▶ **Text shown**
************

Thursday, November 13, 2008

Payday Loans in Oregon: An Update

I received an e-mail from a group called the Consumer Credit Research Foundation. This is a non-profit group, funded by payday lenders, that sponsors research on credit markets. They were touting a new study by Jonathan Zinman of Dartmouth College that looks that the effect of the restriction on payday loans in Oregon.

I have posted before with a typical economist's take on the issue: I believe that restricting access to credit (expensive or not) is misguided. If there is a problem with access to credit then do things to enhance access not cut it off. The idea that you are 'helping' people avoid their own bad decisions is government regulation at it worse. What you are really doing, in my view, is punishing the already economically stressed by giving them less flexibility to weather economic turmoil.

So I was really excited that we may have good evidence that these assumptions are correct. Zinman is a young economist with an already stellar research record - he is no hack. Unfortunately Zinman's paper does not provide what I had hoped for. It is not a bad paper, there is no academically dishonest statements, but there are a number of vague and misleading statements that appear to be clearly designed to give the impression to a lay audience that positive evidence is found when it is not.

The study compares pre- and post-restriction surveys in Oregon and Washington of payday loan users. Oregon imposed restrictions while Washington did not. The similarities among the states suggest that these two populations are reasonable for use as treatment and control groups. He finds that payday lending went down significantly in Oregon compared to Washington, which is not a big surprise. Then he finds that former payday loan users shifted:

partially into plausibly inferior substitutes. Additional evidence suggests that restricting access caused deterioration in the overall financial condition of the Oregon households. The results suggest that restricting access to expensive credit harms consumers on average.


First notice the academic-speak: "plausibly inferior," "evidence suggests," "results suggest." Why does he use these terms? Because none of his statistical tests of these effects turn out to be significant. I am quite ready personally to believe that these suggestive results are actually revealing an underlying fact because I believe theoretically that this is likely the case, but it does nobody any good to read ones prior assumptions into a set of results that are not statistically significant - and not just statistically insignificant but with tiny point estimates that are not plausibly different from zero.

Overall there are four serious problems with this study:

1. The data are a set of surveys conducted by the payday loan funded non-profit. This naturally leads to questions about explicit or implicit bias. The questionnaire is not reproduced in the paper and it should be.

2. Respondents to such a survey (especially the ones now excluded from the payday loan market) are likely to be predisposed to suggest that it has adverse effects on their financial situation. Thus the results would be biased toward findings that suggest restrictions lead to financial hardship.

************

▶ **What is being asked**
Update the payday loan post by giving everything from "partially into plausibly" down to "different from zero." again, with "academic-speak" replaced by "jargon". The listing that follows is separate material with no connection to the payday loan post.

************

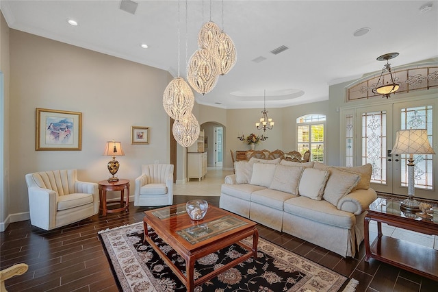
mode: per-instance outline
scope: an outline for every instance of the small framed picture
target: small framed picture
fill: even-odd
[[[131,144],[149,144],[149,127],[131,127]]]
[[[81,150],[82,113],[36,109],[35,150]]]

************

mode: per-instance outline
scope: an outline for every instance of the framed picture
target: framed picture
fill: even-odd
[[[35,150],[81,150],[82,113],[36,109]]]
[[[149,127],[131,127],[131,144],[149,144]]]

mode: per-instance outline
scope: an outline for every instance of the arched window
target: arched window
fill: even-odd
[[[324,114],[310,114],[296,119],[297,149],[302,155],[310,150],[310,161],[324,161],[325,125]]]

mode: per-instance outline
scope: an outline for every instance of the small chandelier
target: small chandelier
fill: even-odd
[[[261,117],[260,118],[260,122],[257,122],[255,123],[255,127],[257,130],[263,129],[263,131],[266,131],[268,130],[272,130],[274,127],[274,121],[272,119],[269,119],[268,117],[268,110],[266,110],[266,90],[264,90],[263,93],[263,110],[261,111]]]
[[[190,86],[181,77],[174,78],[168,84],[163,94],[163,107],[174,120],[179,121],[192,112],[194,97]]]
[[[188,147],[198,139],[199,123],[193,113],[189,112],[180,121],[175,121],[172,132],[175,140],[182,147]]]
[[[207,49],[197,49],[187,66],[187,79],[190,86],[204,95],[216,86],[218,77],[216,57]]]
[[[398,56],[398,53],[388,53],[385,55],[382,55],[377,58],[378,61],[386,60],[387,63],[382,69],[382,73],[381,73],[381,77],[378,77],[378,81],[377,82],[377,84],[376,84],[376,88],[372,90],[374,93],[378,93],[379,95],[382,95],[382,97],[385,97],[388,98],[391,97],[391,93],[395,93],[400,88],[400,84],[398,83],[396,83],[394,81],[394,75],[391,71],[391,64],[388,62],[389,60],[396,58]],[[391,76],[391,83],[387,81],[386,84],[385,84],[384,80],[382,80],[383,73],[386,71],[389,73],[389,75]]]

************

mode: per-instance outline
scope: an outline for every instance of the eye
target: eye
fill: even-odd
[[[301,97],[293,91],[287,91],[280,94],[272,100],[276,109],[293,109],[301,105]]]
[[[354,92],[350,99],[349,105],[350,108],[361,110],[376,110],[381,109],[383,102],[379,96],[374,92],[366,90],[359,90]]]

************

▶ **Answer to this exercise**
partially into plausibly inferior substitutes. Additional evidence suggests that restricting access caused deterioration in the overall financial condition of the Oregon households. The results suggest that restricting access to expensive credit harms consumers on average.


First notice the jargon: "plausibly inferior," "evidence suggests," "results suggest." Why does he use these terms? Because none of his statistical tests of these effects turn out to be significant. I am quite ready personally to believe that these suggestive results are actually revealing an underlying fact because I believe theoretically that this is likely the case, but it does nobody any good to read ones prior assumptions into a set of results that are not statistically significant - and not just statistically insignificant but with tiny point estimates that are not plausibly different from zero.